Data to process:
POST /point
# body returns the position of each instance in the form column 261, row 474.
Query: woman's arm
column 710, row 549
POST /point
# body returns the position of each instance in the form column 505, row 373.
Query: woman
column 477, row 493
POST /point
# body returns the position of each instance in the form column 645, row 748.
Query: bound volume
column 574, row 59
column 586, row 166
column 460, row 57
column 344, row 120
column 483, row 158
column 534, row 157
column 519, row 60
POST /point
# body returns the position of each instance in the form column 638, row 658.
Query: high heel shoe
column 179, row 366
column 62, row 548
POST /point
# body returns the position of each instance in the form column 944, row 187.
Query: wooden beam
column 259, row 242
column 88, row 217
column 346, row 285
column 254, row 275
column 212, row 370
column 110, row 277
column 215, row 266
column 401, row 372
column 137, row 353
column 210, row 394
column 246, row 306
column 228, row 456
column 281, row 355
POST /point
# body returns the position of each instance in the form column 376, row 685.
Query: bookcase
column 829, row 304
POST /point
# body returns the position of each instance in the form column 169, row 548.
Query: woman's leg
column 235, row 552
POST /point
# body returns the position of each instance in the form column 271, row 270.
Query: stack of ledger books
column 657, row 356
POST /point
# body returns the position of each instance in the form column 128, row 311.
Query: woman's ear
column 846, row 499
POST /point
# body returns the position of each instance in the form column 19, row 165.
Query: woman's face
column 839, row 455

Goal:
Copy out all of the lines above verbatim, from the first to the last.

Output for this exercise:
POST /point
# body returns the position of each instance in the form column 261, row 474.
Query: woman's arm
column 710, row 549
POST /point
# body returns the position of each instance in the form column 505, row 373.
Query: woman
column 477, row 493
POST /point
# body returns the position of each instance in the form column 645, row 748.
Query: bound volume
column 574, row 59
column 586, row 166
column 460, row 57
column 344, row 120
column 483, row 158
column 534, row 157
column 519, row 60
POST /point
# body returns the position of each instance in the form column 638, row 658.
Query: high heel shoe
column 179, row 366
column 62, row 548
POST /point
# body returns the position of each instance in the form column 944, row 187.
Query: wooden beam
column 259, row 242
column 88, row 217
column 346, row 285
column 254, row 275
column 212, row 370
column 110, row 277
column 215, row 266
column 401, row 372
column 137, row 353
column 210, row 394
column 246, row 306
column 228, row 456
column 281, row 355
POST /point
# body returns the position of each instance in the form column 376, row 685.
Query: bookcase
column 829, row 304
POST /point
# body returns the position of each instance in the form column 169, row 548.
Query: woman's leg
column 235, row 552
POST /point
# body returns the position of each instance in the form column 271, row 270.
Query: stack of ledger books
column 657, row 356
POST /point
# body returns the position of each instance in the form column 128, row 311.
Query: woman's ear
column 846, row 499
POST /point
# body returns the position of each instance in the form column 19, row 165.
Query: woman's face
column 839, row 455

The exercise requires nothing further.